-- start RECORD SET --

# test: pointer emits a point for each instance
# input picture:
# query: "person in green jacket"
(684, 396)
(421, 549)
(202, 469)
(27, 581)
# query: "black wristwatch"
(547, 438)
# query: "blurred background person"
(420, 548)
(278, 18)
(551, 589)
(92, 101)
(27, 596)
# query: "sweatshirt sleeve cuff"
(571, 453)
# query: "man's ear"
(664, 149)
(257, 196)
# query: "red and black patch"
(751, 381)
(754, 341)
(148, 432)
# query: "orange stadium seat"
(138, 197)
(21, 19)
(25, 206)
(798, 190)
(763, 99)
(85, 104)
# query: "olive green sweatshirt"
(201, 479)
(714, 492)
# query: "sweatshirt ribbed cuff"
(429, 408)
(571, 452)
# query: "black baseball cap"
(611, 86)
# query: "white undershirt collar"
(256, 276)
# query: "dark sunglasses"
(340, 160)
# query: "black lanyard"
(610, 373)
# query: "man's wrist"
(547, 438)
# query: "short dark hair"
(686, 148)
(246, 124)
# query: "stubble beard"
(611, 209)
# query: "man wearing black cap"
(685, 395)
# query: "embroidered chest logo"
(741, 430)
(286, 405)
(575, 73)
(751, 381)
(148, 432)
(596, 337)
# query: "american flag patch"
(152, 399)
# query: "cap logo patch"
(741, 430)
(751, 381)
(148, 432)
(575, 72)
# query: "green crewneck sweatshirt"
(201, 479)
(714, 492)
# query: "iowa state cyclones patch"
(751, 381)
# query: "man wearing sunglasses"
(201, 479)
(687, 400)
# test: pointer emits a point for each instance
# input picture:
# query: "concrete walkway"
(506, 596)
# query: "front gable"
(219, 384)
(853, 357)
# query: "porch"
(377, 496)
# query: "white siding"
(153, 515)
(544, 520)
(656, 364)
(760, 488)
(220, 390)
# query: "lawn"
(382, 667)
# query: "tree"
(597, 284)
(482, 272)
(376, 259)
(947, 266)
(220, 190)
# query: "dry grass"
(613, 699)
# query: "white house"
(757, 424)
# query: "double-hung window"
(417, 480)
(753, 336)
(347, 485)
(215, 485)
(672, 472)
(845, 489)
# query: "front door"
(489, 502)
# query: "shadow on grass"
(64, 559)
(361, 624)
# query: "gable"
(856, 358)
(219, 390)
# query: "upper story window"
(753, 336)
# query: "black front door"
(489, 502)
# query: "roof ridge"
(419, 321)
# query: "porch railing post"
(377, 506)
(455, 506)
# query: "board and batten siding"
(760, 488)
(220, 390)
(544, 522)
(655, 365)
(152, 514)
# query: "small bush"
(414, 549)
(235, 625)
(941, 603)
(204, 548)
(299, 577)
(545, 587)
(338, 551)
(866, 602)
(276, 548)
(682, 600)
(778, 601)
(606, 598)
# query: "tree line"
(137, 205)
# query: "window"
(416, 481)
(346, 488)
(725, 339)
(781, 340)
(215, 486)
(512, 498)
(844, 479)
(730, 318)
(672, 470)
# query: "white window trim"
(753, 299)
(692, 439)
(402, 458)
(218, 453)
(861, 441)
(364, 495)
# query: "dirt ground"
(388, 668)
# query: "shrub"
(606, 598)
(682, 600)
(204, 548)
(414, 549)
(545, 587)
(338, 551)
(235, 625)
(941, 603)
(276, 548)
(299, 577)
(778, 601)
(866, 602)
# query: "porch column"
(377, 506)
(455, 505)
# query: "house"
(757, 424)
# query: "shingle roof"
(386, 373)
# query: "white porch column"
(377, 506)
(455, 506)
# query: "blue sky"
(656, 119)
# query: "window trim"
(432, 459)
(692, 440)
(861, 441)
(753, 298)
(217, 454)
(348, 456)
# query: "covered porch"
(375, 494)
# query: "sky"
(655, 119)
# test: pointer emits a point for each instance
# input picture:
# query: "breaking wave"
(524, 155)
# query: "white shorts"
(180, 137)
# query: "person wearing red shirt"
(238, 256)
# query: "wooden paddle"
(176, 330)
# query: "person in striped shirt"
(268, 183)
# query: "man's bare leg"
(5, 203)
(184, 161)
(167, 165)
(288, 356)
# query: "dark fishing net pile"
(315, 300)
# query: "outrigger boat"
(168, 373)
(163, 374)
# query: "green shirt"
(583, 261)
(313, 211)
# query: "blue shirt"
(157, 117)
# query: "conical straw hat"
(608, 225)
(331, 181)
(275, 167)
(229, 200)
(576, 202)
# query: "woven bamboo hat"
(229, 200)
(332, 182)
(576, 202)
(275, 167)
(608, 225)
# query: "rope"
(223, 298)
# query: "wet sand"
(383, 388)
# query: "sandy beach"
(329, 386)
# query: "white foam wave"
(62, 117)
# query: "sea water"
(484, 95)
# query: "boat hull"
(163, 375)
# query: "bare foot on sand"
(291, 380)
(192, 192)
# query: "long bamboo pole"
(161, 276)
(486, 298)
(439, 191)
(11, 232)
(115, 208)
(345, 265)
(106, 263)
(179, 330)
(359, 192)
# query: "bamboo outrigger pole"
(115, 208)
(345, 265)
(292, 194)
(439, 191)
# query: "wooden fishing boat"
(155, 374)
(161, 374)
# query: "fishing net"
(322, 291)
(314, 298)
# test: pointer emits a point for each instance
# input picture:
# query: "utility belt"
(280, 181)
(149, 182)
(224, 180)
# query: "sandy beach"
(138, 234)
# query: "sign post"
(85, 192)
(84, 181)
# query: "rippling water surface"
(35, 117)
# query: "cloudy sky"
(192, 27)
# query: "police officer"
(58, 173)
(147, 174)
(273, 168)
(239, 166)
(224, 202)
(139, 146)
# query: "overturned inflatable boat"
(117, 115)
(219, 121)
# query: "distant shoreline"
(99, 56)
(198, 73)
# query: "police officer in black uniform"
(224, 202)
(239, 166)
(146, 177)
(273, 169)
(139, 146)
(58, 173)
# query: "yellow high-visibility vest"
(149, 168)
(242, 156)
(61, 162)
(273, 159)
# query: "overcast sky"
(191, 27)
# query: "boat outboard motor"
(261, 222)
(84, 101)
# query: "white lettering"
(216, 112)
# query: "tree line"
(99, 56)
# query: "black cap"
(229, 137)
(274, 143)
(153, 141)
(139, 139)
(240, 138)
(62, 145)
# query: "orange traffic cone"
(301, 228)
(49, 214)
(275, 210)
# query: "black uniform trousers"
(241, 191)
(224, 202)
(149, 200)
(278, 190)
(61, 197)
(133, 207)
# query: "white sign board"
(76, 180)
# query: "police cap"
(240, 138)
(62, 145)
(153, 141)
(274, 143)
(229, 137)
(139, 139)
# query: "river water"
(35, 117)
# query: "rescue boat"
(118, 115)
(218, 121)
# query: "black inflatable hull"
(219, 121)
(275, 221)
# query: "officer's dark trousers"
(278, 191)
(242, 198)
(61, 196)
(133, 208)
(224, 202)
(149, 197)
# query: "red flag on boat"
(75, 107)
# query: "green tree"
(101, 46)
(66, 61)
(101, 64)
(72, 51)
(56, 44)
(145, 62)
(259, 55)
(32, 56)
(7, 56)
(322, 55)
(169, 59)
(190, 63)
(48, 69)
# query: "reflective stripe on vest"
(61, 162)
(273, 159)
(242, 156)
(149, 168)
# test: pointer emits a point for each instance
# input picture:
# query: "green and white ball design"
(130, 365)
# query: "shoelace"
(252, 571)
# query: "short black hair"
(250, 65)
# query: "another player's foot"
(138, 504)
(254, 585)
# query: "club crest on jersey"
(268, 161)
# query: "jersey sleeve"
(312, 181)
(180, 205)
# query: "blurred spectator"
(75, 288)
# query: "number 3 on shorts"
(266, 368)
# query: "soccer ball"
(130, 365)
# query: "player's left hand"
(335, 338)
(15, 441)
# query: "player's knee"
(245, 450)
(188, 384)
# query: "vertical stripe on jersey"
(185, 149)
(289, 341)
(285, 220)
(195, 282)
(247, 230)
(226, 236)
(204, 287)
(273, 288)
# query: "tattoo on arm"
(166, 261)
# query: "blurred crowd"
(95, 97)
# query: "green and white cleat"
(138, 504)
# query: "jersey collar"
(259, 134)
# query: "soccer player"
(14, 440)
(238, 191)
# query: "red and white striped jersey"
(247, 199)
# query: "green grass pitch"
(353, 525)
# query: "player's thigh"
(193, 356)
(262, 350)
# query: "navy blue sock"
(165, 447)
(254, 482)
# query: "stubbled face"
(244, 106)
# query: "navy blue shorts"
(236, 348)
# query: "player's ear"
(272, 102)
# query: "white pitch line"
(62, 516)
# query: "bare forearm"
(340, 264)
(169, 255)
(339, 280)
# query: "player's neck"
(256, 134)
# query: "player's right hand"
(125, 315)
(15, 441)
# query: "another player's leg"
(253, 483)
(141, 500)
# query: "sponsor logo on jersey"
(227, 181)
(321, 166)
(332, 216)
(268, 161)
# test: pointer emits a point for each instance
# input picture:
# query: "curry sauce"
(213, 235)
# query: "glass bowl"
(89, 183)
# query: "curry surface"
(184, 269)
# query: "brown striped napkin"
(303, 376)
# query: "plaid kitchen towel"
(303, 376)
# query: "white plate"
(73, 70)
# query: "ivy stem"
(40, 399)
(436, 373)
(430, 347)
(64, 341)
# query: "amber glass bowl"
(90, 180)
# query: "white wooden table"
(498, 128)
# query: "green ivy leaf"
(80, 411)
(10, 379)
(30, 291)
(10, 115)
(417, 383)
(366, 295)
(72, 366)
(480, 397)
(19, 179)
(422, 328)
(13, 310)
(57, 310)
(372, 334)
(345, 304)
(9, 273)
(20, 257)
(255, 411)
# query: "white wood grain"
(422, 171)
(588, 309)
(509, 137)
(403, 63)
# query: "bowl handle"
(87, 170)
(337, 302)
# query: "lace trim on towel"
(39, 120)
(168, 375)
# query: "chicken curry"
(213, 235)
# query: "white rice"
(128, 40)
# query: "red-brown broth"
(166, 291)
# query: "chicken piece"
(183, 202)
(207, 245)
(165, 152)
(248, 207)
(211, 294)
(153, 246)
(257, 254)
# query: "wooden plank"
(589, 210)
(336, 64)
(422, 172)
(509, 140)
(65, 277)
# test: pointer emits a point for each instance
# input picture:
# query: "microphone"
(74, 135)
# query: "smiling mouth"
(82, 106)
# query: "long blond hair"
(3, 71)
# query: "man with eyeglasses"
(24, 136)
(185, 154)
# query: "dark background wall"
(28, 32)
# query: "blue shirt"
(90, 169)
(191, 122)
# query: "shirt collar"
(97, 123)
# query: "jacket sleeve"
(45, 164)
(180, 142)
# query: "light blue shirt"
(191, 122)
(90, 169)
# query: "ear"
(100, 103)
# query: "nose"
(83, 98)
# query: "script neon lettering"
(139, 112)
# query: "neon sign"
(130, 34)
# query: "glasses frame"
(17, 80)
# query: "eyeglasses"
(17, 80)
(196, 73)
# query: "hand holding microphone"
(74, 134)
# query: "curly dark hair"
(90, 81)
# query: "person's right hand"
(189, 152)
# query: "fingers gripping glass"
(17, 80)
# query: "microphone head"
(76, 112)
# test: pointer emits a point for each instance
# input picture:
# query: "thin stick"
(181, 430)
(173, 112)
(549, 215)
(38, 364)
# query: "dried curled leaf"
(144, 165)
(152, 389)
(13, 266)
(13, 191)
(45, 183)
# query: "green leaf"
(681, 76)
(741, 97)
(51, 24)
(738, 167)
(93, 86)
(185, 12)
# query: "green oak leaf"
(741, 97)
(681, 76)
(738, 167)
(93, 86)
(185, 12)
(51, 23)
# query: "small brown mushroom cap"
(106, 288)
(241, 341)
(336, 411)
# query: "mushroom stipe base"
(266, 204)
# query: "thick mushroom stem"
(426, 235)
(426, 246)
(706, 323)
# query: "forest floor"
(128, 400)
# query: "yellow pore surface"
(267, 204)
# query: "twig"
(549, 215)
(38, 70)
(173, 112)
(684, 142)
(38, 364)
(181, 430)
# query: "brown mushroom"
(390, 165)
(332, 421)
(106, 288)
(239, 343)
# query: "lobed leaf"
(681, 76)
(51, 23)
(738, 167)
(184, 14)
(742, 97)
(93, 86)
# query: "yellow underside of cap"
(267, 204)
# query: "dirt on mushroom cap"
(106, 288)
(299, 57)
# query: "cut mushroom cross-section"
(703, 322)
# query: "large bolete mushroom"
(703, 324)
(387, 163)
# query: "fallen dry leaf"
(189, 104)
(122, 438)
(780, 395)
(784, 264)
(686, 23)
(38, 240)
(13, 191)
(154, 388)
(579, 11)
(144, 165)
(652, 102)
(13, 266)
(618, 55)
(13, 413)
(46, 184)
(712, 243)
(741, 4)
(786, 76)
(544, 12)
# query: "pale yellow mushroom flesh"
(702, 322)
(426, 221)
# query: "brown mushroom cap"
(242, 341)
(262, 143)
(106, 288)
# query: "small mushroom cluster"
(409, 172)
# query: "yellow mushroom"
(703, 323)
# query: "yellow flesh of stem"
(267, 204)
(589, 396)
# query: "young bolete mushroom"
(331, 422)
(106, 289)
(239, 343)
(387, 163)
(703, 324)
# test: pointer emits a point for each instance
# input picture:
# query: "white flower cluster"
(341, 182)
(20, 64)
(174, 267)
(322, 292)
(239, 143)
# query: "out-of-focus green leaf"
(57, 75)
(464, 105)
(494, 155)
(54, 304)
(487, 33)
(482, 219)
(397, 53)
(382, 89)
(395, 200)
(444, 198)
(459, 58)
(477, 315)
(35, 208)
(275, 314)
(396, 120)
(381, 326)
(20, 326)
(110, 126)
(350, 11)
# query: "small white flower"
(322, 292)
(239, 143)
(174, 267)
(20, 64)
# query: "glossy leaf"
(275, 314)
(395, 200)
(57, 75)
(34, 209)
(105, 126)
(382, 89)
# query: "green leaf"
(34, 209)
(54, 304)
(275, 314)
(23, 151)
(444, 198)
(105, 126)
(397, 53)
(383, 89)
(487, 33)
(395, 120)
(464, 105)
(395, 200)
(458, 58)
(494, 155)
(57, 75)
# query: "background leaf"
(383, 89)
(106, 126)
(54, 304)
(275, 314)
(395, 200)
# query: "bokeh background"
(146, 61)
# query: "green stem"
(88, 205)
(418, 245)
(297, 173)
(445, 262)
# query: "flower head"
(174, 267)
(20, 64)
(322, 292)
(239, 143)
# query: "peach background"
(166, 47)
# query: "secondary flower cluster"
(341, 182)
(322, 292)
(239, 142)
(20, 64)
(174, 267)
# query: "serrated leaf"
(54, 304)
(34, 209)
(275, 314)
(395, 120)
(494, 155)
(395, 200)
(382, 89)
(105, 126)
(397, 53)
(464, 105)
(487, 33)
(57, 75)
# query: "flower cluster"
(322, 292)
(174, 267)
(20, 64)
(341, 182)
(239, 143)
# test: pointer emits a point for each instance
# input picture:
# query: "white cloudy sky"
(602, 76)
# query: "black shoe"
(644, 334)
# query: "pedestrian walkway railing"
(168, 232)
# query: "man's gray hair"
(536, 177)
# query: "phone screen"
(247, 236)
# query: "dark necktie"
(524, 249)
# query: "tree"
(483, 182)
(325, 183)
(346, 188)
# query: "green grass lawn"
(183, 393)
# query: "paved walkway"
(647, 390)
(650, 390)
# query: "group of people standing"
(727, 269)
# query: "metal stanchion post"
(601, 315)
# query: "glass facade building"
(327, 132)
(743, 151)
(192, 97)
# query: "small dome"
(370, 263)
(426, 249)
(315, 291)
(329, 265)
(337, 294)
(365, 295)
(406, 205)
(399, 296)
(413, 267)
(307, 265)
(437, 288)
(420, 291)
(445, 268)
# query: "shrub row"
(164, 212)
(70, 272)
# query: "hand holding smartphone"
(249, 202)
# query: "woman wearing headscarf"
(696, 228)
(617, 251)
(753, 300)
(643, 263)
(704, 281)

-- end RECORD SET --

STATED PROBLEM:
Gather every line of the material that contains the string "yellow". Letter case matters.

THE OUTPUT:
# query: "yellow high-visibility vest"
# query: "yellow pore surface"
# query: "yellow underside of cap"
# query: "pale yellow mushroom flesh"
# query: "yellow mushroom"
# query: "yellow flesh of stem"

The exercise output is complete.